▶ **Instructions to follow**
Copy the material below line for line, without altering a single character.

— start of Dataset records —

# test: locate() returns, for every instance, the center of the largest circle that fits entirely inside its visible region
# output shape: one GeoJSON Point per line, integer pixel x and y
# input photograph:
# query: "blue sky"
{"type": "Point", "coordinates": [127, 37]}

— end of Dataset records —

▶ **Solution**
# test: locate() returns, for every instance, the center of the largest circle that fits entirely inside its visible region
# output shape: one GeoJSON Point per line, integer pixel x and y
# input photograph:
# query: "blue sky"
{"type": "Point", "coordinates": [127, 37]}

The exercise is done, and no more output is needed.